[START]

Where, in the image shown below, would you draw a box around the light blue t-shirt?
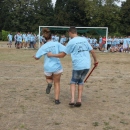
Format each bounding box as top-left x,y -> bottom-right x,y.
35,41 -> 65,72
8,34 -> 13,41
66,37 -> 93,70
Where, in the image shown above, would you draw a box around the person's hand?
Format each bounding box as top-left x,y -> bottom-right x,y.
47,52 -> 53,57
94,61 -> 98,66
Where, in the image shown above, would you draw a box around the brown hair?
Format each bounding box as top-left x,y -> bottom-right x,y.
68,26 -> 77,34
42,28 -> 51,40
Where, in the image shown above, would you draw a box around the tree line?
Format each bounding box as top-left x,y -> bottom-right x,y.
0,0 -> 130,35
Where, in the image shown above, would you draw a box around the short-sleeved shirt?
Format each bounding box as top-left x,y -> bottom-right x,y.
66,37 -> 93,70
8,34 -> 13,41
35,40 -> 65,72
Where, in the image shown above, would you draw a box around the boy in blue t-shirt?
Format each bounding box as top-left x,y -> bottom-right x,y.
7,33 -> 13,48
47,27 -> 97,107
34,28 -> 65,104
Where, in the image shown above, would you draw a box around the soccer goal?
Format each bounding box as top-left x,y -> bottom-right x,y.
39,26 -> 108,51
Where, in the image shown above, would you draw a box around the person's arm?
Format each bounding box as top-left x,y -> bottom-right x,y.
47,52 -> 66,58
90,50 -> 98,65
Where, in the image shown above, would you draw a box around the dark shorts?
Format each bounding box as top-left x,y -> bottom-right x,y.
70,69 -> 89,85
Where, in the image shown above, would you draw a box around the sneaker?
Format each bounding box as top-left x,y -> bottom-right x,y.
46,84 -> 52,94
55,100 -> 60,105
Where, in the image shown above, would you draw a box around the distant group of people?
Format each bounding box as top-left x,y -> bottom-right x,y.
7,32 -> 130,52
99,36 -> 130,53
7,32 -> 38,49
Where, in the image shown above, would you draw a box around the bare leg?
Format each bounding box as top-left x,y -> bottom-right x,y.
70,84 -> 76,103
53,73 -> 61,100
77,85 -> 83,102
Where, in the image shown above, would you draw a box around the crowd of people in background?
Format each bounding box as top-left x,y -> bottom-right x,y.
7,32 -> 130,53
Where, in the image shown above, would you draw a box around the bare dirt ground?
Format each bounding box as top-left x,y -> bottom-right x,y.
0,42 -> 130,130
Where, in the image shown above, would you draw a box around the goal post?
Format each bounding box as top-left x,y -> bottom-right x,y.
39,26 -> 108,51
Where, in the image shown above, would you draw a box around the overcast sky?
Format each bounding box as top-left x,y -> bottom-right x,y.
52,0 -> 126,6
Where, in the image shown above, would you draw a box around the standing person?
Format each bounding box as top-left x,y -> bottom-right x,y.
7,33 -> 13,48
48,27 -> 97,107
34,28 -> 65,104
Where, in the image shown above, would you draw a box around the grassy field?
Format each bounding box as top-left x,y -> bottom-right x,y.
0,42 -> 130,130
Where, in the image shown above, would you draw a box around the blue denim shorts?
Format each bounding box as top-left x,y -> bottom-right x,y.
70,69 -> 89,85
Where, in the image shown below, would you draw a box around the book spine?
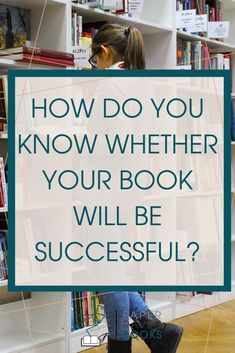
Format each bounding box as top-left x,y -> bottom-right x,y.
215,0 -> 220,21
210,7 -> 216,22
183,0 -> 191,10
23,46 -> 74,60
0,180 -> 4,208
77,16 -> 83,45
22,54 -> 74,67
0,157 -> 8,207
83,292 -> 89,326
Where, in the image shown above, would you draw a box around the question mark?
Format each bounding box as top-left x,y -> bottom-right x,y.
187,241 -> 200,261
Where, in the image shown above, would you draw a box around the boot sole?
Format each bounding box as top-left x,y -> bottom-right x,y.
169,327 -> 184,353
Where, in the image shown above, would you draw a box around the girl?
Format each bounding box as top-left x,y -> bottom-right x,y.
89,24 -> 183,353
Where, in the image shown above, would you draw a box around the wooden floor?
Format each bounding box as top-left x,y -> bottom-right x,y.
84,300 -> 235,353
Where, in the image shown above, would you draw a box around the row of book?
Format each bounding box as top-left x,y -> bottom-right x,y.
72,0 -> 138,15
71,10 -> 108,69
0,76 -> 8,133
0,231 -> 8,281
71,292 -> 102,331
176,0 -> 223,22
71,292 -> 145,331
176,0 -> 223,42
177,38 -> 232,70
0,157 -> 8,208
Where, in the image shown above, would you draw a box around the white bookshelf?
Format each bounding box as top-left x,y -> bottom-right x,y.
177,31 -> 235,53
0,0 -> 235,353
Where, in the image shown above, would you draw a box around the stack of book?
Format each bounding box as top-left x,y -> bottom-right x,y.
0,76 -> 7,133
71,292 -> 102,331
72,0 -> 129,14
176,0 -> 223,41
176,0 -> 223,22
0,45 -> 74,67
177,38 -> 232,70
0,157 -> 8,208
0,231 -> 8,281
71,10 -> 107,69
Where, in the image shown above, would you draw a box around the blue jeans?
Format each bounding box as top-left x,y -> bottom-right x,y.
103,292 -> 149,341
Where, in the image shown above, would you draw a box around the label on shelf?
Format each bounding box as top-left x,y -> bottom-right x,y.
176,10 -> 196,29
187,15 -> 208,33
208,21 -> 230,38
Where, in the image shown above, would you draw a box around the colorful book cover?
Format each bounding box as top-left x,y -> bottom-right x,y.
0,4 -> 31,49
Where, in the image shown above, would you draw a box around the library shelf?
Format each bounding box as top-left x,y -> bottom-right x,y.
177,31 -> 235,53
72,3 -> 173,34
0,279 -> 8,287
0,56 -> 64,71
16,203 -> 67,212
0,328 -> 64,353
0,0 -> 67,9
144,189 -> 223,201
147,299 -> 174,311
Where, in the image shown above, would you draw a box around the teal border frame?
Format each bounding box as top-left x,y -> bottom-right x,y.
8,70 -> 231,292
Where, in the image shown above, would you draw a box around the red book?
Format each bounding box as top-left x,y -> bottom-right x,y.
23,45 -> 74,60
203,45 -> 210,70
210,7 -> 215,22
0,175 -> 5,208
22,53 -> 74,67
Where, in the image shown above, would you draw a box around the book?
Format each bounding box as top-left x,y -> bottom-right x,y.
0,45 -> 74,60
0,4 -> 31,50
0,231 -> 8,280
176,38 -> 232,70
0,76 -> 8,132
4,52 -> 74,67
71,291 -> 102,331
0,157 -> 8,207
231,100 -> 235,141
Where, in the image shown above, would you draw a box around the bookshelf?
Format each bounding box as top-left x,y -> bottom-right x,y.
0,0 -> 235,353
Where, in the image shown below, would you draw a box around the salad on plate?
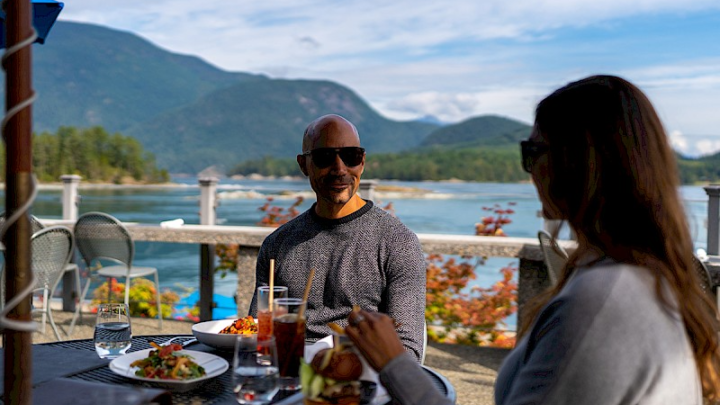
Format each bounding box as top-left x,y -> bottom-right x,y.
130,343 -> 205,380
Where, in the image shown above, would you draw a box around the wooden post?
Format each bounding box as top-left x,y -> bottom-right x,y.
703,184 -> 720,256
198,177 -> 218,321
2,0 -> 34,404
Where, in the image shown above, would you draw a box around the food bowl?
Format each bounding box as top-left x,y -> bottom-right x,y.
192,319 -> 256,350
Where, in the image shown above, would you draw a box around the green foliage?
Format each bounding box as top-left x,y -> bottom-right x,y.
0,127 -> 170,183
90,278 -> 180,318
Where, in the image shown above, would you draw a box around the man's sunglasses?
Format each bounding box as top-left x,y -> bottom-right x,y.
520,141 -> 550,173
303,146 -> 365,169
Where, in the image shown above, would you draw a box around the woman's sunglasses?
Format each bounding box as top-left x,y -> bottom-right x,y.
520,141 -> 550,173
303,146 -> 365,169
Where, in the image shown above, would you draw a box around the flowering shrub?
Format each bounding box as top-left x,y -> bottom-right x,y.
425,255 -> 517,347
475,202 -> 515,236
90,278 -> 180,318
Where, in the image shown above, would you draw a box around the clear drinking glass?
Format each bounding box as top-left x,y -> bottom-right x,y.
257,286 -> 287,340
233,335 -> 279,405
273,298 -> 305,390
94,304 -> 132,359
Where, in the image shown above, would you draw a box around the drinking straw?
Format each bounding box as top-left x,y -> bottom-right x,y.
268,259 -> 275,314
298,268 -> 315,319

[END]

[THE PROBLEM] Print the rows from the line with "row of book?" up to and including the line with "8,70 -> 231,292" verbatim.

[CORRECT OUTPUT]
Where, in the image shown above, would you draw a box around the row of book?
Format each bounding box as top-left x,y -> bottom-right x,y.
72,0 -> 138,15
71,10 -> 108,69
0,76 -> 8,133
0,231 -> 8,281
71,292 -> 102,331
176,0 -> 223,22
71,292 -> 145,331
176,0 -> 223,42
177,38 -> 232,70
0,157 -> 8,208
Where, in the image shown above, would you draw a box around the white bookshelf?
Format each bounding box as top-left x,y -> bottom-right x,y.
177,31 -> 235,53
0,0 -> 235,353
Where, in the image shown above, would you draw a box around the stack of book?
Format each bounding box as top-left x,y -> bottom-right x,y.
0,76 -> 7,133
71,292 -> 102,331
72,0 -> 129,14
176,0 -> 223,41
176,0 -> 223,22
0,45 -> 74,67
177,38 -> 232,70
0,157 -> 8,208
0,231 -> 8,281
71,10 -> 107,69
Where, in the image shown above, would you draw a box around the blue jeans?
Format each bounding box as top-left x,y -> bottom-right x,y.
103,292 -> 149,341
Where, in the image shown above, would you draw a box around the label on shelf?
Format each bounding box as top-left x,y -> bottom-right x,y.
176,10 -> 196,29
187,15 -> 208,33
208,21 -> 230,38
Where, in the image shown above, would you draw a box around the colorful book cover?
Format each bounding box as top-left x,y -> bottom-right x,y.
0,4 -> 31,49
Where, in the image shown above, would you draw a box around the library shelf?
Format each bounding box as top-left x,y -> bottom-right x,y.
177,31 -> 235,53
72,3 -> 173,34
0,279 -> 8,287
0,56 -> 64,71
16,203 -> 67,212
0,328 -> 64,353
0,0 -> 67,9
144,189 -> 223,201
147,299 -> 174,311
Where, in the image shown above, would you draw a box around the teal border frame?
Format each bounding box as top-left x,y -> bottom-right x,y.
8,70 -> 231,292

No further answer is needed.